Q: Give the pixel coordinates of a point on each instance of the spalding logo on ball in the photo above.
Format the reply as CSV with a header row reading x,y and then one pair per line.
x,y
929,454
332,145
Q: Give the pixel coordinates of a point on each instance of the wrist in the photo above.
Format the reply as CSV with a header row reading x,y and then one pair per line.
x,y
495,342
● ● ● ● ● ● ●
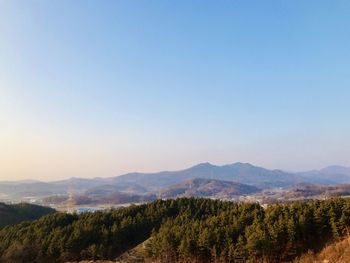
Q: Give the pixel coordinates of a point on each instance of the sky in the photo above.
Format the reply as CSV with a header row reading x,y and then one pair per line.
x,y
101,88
● ● ● ● ● ● ●
EXERCISE GOAL:
What lines of the preceding data include the string "Give"? Pull them out.

SOLUTION TO THE EXERCISE:
Q: Give the pixel coordinates of a point on each instance of the spalding logo on ball in the photo above.
Q: Give the pixel coordinates of a point on each instance of the wrist in the photo above.
Q: Give the pixel coordinates of a point on each instance of the sky in the photo above.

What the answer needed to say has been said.